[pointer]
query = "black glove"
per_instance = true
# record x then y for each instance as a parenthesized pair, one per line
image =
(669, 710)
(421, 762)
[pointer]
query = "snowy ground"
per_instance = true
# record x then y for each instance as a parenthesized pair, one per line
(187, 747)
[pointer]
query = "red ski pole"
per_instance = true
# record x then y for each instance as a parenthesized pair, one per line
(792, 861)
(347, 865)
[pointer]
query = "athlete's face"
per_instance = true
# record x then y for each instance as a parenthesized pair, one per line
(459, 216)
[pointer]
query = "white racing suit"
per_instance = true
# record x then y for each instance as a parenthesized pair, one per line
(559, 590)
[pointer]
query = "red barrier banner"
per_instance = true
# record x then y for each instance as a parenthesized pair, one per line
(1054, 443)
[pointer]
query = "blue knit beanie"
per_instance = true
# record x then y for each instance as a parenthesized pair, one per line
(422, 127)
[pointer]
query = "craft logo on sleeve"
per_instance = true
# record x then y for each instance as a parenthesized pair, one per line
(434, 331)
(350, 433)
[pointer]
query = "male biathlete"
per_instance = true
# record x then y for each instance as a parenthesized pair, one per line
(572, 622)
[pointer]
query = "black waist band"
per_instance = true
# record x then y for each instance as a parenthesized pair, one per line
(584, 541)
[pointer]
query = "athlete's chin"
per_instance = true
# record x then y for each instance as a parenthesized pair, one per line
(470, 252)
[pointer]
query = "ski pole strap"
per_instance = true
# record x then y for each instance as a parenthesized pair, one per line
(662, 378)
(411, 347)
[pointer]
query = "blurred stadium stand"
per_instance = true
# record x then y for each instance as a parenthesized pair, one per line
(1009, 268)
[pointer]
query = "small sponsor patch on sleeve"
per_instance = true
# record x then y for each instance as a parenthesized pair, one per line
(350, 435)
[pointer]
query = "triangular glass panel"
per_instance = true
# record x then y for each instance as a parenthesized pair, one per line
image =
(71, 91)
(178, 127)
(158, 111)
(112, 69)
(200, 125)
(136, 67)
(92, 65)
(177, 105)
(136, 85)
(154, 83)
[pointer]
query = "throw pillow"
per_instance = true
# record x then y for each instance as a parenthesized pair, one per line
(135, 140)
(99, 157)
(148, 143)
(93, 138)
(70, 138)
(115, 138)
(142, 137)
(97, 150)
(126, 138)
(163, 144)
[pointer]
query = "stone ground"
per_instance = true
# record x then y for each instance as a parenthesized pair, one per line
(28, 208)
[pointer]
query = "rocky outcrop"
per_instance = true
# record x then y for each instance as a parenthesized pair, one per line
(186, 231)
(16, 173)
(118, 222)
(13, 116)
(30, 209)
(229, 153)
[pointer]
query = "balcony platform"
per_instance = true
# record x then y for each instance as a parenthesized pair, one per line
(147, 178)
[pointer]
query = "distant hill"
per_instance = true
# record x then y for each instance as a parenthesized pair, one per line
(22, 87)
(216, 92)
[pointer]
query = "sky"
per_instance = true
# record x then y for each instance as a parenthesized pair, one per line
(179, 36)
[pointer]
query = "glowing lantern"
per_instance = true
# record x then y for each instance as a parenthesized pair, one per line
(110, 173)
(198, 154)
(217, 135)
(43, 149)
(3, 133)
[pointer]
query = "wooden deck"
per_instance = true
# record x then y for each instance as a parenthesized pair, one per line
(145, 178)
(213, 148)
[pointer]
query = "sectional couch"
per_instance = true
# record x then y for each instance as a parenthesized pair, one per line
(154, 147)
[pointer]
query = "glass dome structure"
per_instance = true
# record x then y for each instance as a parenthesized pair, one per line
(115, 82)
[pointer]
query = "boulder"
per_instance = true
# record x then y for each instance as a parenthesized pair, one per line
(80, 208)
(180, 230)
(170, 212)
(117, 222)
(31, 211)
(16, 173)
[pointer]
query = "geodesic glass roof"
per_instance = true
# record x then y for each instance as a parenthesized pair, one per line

....

Tally the lines of the records above that contain the string "ground", treating uppercase and lowercase as different. Give only the count.

2